— Supplied records —
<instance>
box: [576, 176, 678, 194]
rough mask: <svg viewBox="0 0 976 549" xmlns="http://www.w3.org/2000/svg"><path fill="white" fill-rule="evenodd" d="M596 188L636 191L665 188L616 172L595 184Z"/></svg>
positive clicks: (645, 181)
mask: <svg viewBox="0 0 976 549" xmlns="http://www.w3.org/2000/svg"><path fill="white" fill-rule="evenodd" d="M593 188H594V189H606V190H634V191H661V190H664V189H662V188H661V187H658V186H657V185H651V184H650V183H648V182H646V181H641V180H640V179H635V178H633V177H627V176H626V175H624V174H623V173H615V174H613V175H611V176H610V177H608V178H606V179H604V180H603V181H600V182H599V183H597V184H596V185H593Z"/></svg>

— How to complete this task —
What you write must match the records above exactly, line for line.

— Task output —
<instance>
box: [576, 176, 678, 194]
rough mask: <svg viewBox="0 0 976 549" xmlns="http://www.w3.org/2000/svg"><path fill="white" fill-rule="evenodd" d="M596 188L636 191L665 188L616 172L595 184Z"/></svg>
positive clicks: (645, 181)
mask: <svg viewBox="0 0 976 549" xmlns="http://www.w3.org/2000/svg"><path fill="white" fill-rule="evenodd" d="M593 188H594V189H606V190H634V191H661V190H664V189H662V188H661V187H658V186H657V185H651V184H650V183H648V182H646V181H641V180H640V179H635V178H633V177H627V176H626V175H624V174H623V173H615V174H613V175H611V176H610V177H608V178H606V179H604V180H603V181H600V182H599V183H597V184H596V185H593Z"/></svg>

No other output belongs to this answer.